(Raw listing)

----------

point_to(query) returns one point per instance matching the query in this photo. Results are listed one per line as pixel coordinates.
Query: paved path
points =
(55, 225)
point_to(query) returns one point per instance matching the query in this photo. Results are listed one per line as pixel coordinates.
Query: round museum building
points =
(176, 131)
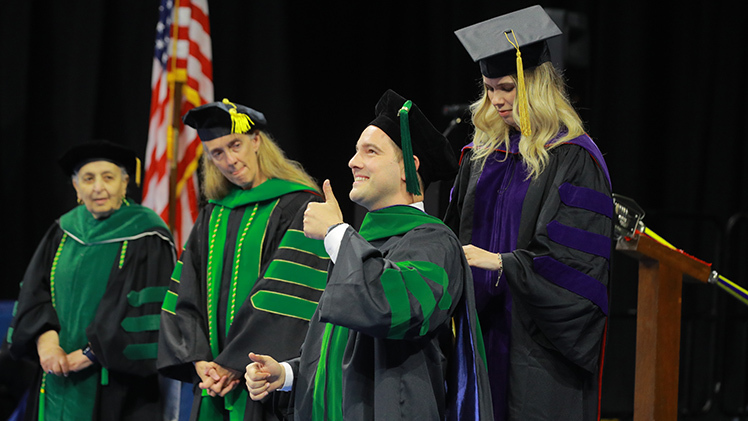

----------

**Work to do:**
Can you pull out every line of the listing above word for word, leaving the picture out?

**Exercise response:**
point_to(query) returns one point per instance matching the query in this photo. Results are listed one per line as pixel coordinates.
Query: paved path
points =
(55, 225)
point_to(query) returns one point per instance matching the query in this photo. Results are listed one per line as pixel coordinates.
Query: round museum building
points =
(176, 131)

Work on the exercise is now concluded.